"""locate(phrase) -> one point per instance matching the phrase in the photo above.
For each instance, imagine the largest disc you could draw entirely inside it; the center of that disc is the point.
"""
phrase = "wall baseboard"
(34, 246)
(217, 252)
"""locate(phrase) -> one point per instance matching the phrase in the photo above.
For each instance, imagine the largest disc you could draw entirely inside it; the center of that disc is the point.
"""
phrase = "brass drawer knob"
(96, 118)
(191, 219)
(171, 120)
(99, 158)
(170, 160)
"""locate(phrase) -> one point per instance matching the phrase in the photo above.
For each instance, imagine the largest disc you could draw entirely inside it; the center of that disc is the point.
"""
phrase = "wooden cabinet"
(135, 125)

◇ ◇ ◇ ◇

WHAT TO DO: Copy out the whole listing above line for line, without changing a single character.

THE COMPLETED TASK:
"""locate(phrase) -> one point per instance matching the phrase in the photo above.
For each instance, imagine the largest disc you could draw entirely inside it; the center of that disc is the point.
"""
phrase = "wall baseboard"
(34, 246)
(217, 252)
"""locate(phrase) -> one point per instance matching the phrase in the photo above.
For each instance, imagine the largest disc you could draw entirely inside it; the center of that disc is the point.
"""
phrase = "brass drawer knob"
(96, 118)
(191, 219)
(171, 120)
(99, 158)
(170, 160)
"""locate(phrase) -> one point per instance matching the phrase in the photo above.
For each instance, imagine the largest disc you could draw entirely inside it; the center of that disc is the point.
"""
phrase = "wooden cabinet"
(135, 125)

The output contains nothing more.